▶ THE PROBLEM:
Leaving the images behind, copy every line of the records exactly.

▶ THE RECORDS:
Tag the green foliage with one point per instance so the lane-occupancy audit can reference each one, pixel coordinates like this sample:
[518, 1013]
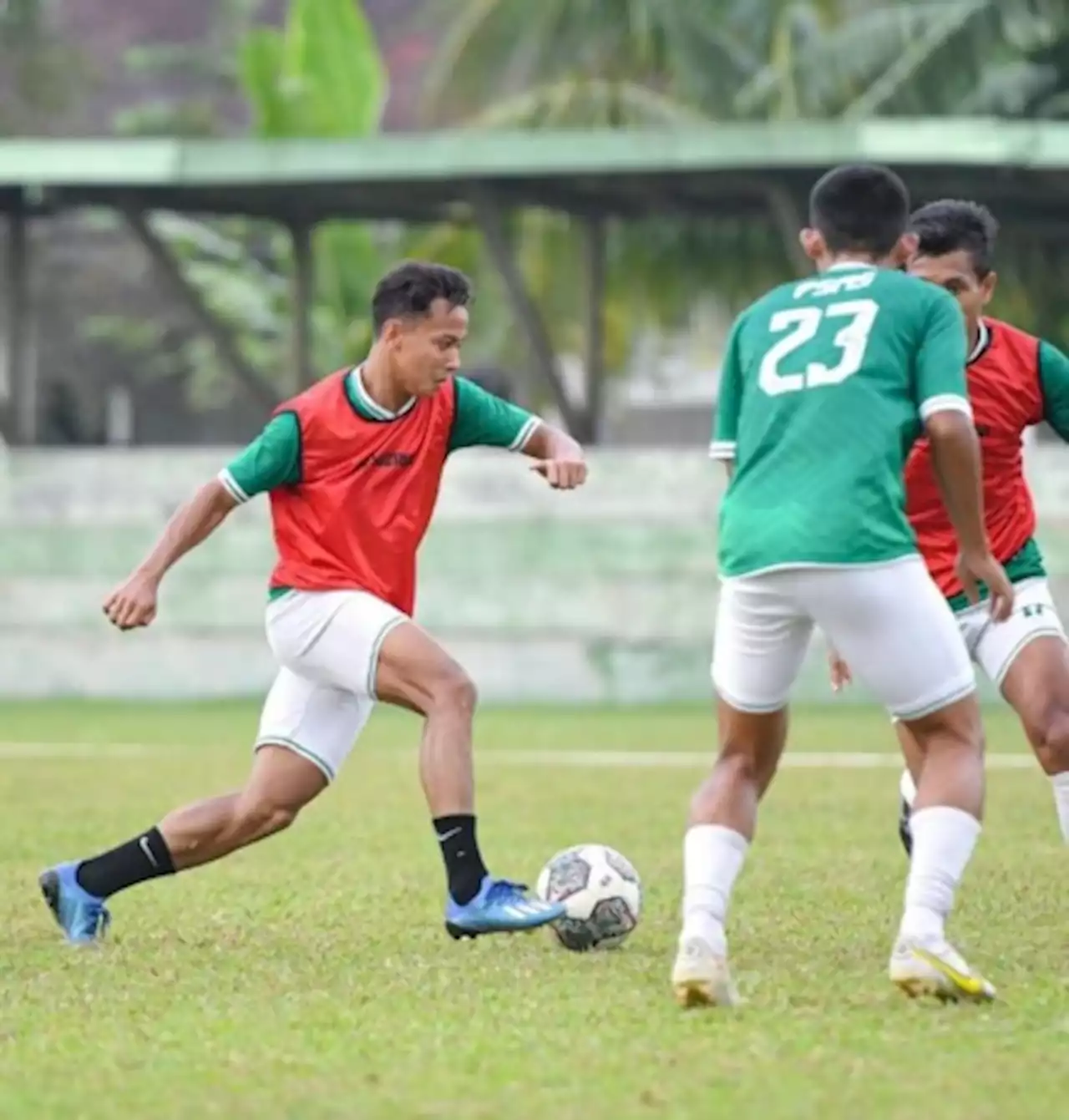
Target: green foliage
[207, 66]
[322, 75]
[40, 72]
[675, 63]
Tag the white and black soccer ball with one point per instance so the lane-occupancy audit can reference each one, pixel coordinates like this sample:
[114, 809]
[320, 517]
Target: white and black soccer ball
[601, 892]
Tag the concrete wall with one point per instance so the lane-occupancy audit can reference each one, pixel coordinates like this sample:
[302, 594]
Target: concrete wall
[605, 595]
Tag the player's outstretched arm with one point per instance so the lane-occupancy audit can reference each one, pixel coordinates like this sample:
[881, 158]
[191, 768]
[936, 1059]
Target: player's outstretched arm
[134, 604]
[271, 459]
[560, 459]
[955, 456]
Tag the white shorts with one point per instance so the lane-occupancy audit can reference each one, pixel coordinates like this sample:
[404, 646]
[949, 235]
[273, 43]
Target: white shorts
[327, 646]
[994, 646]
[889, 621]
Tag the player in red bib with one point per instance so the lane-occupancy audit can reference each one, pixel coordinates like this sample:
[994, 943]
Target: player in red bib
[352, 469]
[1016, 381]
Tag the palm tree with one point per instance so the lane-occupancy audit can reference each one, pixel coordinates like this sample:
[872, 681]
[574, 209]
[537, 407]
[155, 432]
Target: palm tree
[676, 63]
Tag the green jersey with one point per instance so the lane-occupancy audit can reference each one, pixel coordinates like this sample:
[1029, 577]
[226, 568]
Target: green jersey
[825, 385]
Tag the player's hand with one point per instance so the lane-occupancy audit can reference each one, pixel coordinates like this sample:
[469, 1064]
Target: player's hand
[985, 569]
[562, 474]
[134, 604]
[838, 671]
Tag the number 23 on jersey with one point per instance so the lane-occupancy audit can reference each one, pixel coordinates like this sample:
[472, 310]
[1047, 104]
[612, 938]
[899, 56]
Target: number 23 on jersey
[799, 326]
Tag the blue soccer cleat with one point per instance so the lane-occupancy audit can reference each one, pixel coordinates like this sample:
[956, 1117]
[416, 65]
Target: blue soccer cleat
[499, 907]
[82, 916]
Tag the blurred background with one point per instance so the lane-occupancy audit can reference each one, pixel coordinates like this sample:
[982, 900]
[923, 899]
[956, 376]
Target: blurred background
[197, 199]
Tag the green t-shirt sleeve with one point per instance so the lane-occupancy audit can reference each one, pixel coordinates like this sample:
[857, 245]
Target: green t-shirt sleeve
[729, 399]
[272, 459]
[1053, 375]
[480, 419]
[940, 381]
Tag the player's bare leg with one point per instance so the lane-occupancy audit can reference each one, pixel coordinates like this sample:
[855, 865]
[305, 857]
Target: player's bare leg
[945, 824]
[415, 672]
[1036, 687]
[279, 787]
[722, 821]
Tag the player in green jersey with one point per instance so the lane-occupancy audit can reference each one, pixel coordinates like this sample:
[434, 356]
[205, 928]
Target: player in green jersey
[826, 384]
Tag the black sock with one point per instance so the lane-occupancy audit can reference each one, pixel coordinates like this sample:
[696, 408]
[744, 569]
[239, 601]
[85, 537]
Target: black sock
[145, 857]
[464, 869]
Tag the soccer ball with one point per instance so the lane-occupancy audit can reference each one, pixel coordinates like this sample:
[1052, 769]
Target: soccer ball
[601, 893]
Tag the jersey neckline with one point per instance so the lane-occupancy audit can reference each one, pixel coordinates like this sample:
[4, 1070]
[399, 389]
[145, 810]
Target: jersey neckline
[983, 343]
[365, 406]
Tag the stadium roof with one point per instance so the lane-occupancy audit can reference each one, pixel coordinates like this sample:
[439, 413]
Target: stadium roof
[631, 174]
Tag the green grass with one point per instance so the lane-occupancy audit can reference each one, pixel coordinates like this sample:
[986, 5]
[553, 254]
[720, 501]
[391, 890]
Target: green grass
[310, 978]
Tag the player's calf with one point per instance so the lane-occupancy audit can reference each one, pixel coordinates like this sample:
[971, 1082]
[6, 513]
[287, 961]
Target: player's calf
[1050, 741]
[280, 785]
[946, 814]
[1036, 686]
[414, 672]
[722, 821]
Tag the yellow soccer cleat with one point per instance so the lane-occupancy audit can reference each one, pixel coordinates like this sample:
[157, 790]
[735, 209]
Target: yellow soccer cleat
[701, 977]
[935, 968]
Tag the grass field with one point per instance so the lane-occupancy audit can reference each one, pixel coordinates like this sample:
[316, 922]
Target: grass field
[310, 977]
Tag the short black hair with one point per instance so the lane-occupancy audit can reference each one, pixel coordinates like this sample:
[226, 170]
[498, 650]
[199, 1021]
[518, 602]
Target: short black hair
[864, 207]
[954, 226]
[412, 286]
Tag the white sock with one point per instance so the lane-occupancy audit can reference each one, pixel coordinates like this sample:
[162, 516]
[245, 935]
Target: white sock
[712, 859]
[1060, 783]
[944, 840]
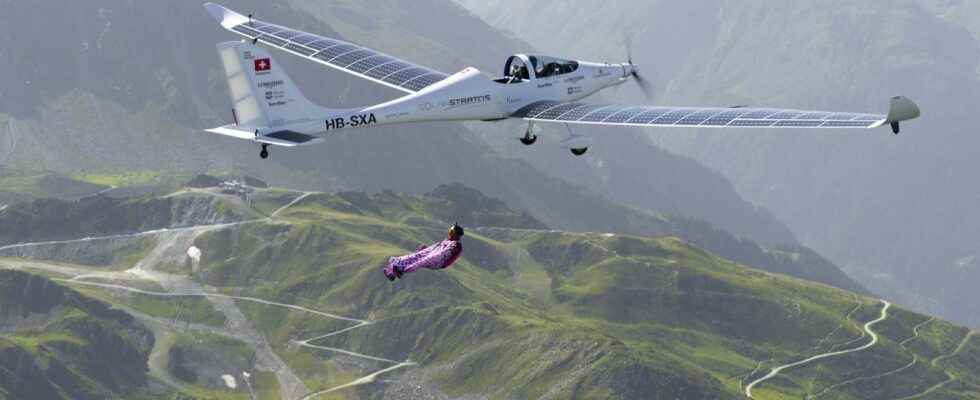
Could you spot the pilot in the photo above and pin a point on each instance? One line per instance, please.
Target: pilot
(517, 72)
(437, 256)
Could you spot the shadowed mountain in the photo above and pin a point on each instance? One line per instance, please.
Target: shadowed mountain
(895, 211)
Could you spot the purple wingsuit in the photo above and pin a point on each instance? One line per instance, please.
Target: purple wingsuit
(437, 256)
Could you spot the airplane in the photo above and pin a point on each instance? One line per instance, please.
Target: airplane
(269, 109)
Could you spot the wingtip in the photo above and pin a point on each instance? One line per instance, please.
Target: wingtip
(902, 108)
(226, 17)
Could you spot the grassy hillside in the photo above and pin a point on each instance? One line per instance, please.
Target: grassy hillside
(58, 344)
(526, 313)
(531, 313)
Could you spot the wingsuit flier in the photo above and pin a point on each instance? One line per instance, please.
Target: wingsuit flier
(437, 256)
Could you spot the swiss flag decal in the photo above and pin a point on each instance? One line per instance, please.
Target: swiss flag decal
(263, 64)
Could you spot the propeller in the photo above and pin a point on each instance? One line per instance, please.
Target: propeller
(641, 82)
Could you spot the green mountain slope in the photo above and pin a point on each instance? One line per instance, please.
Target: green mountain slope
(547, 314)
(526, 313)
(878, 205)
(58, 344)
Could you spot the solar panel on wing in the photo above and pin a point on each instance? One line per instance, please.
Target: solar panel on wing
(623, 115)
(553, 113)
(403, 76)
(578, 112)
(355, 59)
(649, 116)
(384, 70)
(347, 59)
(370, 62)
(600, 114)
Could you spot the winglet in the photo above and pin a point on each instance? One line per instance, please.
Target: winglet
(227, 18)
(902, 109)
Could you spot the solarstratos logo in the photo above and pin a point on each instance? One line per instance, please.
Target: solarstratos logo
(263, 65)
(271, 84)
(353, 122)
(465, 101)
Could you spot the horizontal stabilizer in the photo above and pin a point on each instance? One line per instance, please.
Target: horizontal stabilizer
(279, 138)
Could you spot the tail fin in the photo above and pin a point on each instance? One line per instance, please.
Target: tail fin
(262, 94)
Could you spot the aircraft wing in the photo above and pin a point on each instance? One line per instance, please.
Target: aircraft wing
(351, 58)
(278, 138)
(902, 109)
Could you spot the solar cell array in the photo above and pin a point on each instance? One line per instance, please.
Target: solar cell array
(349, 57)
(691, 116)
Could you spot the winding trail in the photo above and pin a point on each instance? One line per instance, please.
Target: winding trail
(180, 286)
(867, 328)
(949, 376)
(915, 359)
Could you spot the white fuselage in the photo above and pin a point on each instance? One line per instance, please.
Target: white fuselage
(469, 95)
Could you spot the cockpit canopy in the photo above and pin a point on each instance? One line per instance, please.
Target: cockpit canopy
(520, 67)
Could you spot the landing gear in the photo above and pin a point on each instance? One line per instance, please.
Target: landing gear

▶ OUTPUT FOR THIS EXERCISE:
Tag the green foliage with one point per instance so the lane-occupancy audit can reference each one, pixel coordinates like this sample:
[518, 1013]
Target: green foliage
[207, 66]
[322, 75]
[40, 72]
[675, 63]
Tag the white and black soccer ball with one point per instance so the lane-occupancy audit can reference each one, pixel coordinates like this sample:
[114, 809]
[320, 517]
Target: white and black soccer ball
[601, 892]
Tag the concrete wall with one point per instance so the lane-occupancy audit can reference each one, pixel coordinates like this sample:
[302, 594]
Target: concrete wall
[605, 595]
Tag the player's outstretched arm with one point per instance so the lane-occupancy audit can reference each one, pixel coordinates like this sample:
[881, 158]
[191, 768]
[936, 1059]
Target: player's outstretched arm
[134, 604]
[271, 459]
[560, 459]
[955, 456]
Tag the white shorts with one point per instance so the lane-occupancy audit can reference each one, pixel coordinates like this sample:
[404, 646]
[949, 235]
[273, 43]
Target: white shorts
[327, 646]
[994, 646]
[889, 621]
Tag the player in red bib with one point per instance so the lane-occupancy audit can reference each one, pixel coordinates like this sample:
[994, 943]
Target: player in red bib
[352, 469]
[1016, 381]
Tag the palm tree with one point per instance so the lane-occupancy audit can reference each one, pixel coordinates like this sample:
[872, 681]
[574, 209]
[537, 407]
[155, 432]
Target: palm tree
[676, 63]
Tag the green jersey with one point per instance so the lane-occupancy audit can reference each one, pixel coordinates like this sample:
[1029, 577]
[226, 568]
Target: green jersey
[825, 385]
Tag the player's hand with one point per instance so the lane-occupancy audit can reference each one, pixel coordinates like this sample:
[469, 1064]
Target: player's hand
[985, 569]
[562, 474]
[134, 604]
[838, 671]
Tag the number 23 on jersey with one point per instance so the lane-occupancy audit can reference each one, pixel coordinates like this sample:
[472, 310]
[1047, 104]
[612, 938]
[899, 56]
Target: number 23 on jersey
[799, 326]
Tag the blue soccer cleat with one point per instance so the lane-occupancy audit can reference each one, pixel coordinates like this sample:
[956, 1117]
[416, 65]
Target: blue soccer cleat
[499, 907]
[82, 916]
Tag the blurred background with one point per instance so the lane-occupancy audit can reference each one, pixel coordinates like this sample:
[982, 900]
[923, 899]
[956, 376]
Target: blurred background
[197, 199]
Tag the green t-shirt sleeve with one point per instance so the lane-occupancy audit can reference each one, pixel coordinates like this sample:
[857, 245]
Target: green t-shirt sleeve
[729, 399]
[272, 459]
[1053, 375]
[480, 419]
[940, 381]
Tag the player's bare leg with one point per instance so the lane-occupancy audit can reference each one, pixel coordinates like this sample:
[855, 865]
[305, 857]
Target: player's bare leg
[945, 824]
[415, 672]
[1036, 687]
[279, 787]
[722, 821]
Tag the player in green jersey with one point per instance so the lane-occupancy audit can reference each one, pixel coordinates like this sample:
[434, 356]
[205, 928]
Target: player in green jersey
[826, 384]
Tag the black sock with one point per instance so the lane-occupancy audit can reference each one, pixel coordinates like this sample:
[696, 408]
[744, 569]
[239, 601]
[85, 537]
Target: black sock
[145, 857]
[464, 869]
Tag the soccer ball with one point per instance so the lane-occupancy audit can reference each one, pixel coordinates like this sample:
[1052, 769]
Target: soccer ball
[601, 893]
Tag the jersey neckline with one point per instance so the lane-occupancy audit can reference each one, pixel coordinates like this sample:
[4, 1070]
[399, 389]
[145, 810]
Target: jersey neckline
[983, 343]
[365, 406]
Tag the stadium roof with one point per instance so the lane-occupancy audit can reference each one, pixel coordinates like this sample:
[439, 413]
Target: stadium roof
[631, 174]
Tag the green grass with one point per instance so the lane-occupancy audit can reference each one, pixel coordinates like this sample:
[986, 5]
[553, 254]
[720, 501]
[391, 890]
Target: green grass
[310, 978]
Tag the player's calf with one point per instance so the lane-occupancy audit can reference each one, pixel coordinates like this sample:
[971, 1082]
[6, 513]
[287, 961]
Target: player's calf
[1050, 741]
[280, 785]
[946, 814]
[1036, 686]
[414, 672]
[722, 821]
Tag the yellow soccer cleat with one point per instance so the lane-occupancy audit can reference each one, pixel coordinates like this sample:
[157, 790]
[735, 209]
Target: yellow soccer cleat
[701, 977]
[935, 968]
Tag the grass field with one point per instance so the lane-occupancy audit can reference each one, pixel coordinates like this sample:
[316, 922]
Target: grass field
[310, 977]
Tag the short black hair with one point per instance so the lane-occupancy audit can reference each one, pixel coordinates like this sample:
[226, 170]
[498, 650]
[199, 1021]
[518, 602]
Target: short black hair
[864, 207]
[954, 226]
[412, 286]
Tag the white sock with one point per instance so the lane-occupancy audit can reference each one, pixel coordinates like this sample:
[162, 516]
[245, 935]
Target: white sock
[712, 859]
[1060, 783]
[944, 840]
Could you spot the pilot in the photo above and pin a point on each instance? One line per instance, please.
Target: pilot
(517, 72)
(437, 256)
Could you spot the shadowed mountain in the photo above and pin a point on each instance? One line per instance, please.
Target: shadowed mountain
(895, 211)
Could you spot the purple wingsuit in the photo above and pin a point on each instance? One line per instance, please.
Target: purple wingsuit
(437, 256)
Could you spot the airplane in the photo above and pin a point on each instance? One line per instance, please.
Target: airplane
(269, 109)
Could you spot the wingtip in the photo above and pin a point on each instance? One line per instance, please.
Target: wingtip
(902, 108)
(226, 17)
Could you spot the grassy hillside in the photo above and pin a point on each instance? One line per instance, please.
Target: grassy hillside
(58, 344)
(526, 313)
(531, 313)
Could you spot the wingsuit flier in the photo above and pin a point on each instance? One line per instance, please.
Target: wingsuit flier
(437, 256)
Could you spot the swiss flag decal in the photo above and pin a point on each instance? One line per instance, please.
Target: swiss flag decal
(263, 64)
Could you spot the propeller in the photo above and pin a point on each instance? One line per instance, please.
Target: propeller
(641, 82)
Could you spot the green mountain slope in the photo above and pin a point on each instance? One line per instance, please.
Target: green mountain slope
(547, 314)
(526, 313)
(878, 205)
(58, 344)
Could you spot the solar panel on wing in the photo above and pin a point on each instance? One line per instance, please.
Target: solar panel on wing
(623, 115)
(553, 113)
(403, 76)
(578, 112)
(355, 59)
(649, 116)
(384, 70)
(347, 59)
(370, 62)
(600, 114)
Could you spot the winglet in the photo above and pin a point on each instance? One line per instance, please.
Target: winglet
(227, 18)
(902, 109)
Could you spot the solarstratos logo in the photo above and pin a point on each instance? One line per instance, please.
Target: solarstratos logo
(263, 65)
(271, 84)
(353, 122)
(465, 101)
Could you spot the horizontal stabilizer in the photo above and pin a point on each instance? One line per instance, please.
Target: horizontal stabilizer
(279, 138)
Could you spot the tail fin in the photo above and pin a point on each instance? One line per instance, please.
Target: tail fin
(262, 94)
Could you spot the aircraft wing in the photo above and pin a point on each instance? One line per instance, please.
Target: aircraft wing
(351, 58)
(278, 138)
(902, 109)
Could you spot the solar cell array in the photo above and pin a point on each instance? One line per instance, please.
Target: solar cell array
(349, 57)
(691, 116)
Could you spot the winding trail in the photo above and pin a point on each instance? One line per instance, please.
Target: winding trail
(180, 286)
(867, 328)
(949, 376)
(915, 359)
Could you spot the white fuselage in the photo above and pin a point on each instance? One line per instance, please.
Target: white fuselage
(469, 95)
Could you spot the cockpit canopy in the photo above and pin a point on each instance? One line per instance, please.
Target: cockpit canopy
(520, 67)
Could you spot the landing gear in the photo above and pin a point on each instance? One line per instance, please.
Target: landing gear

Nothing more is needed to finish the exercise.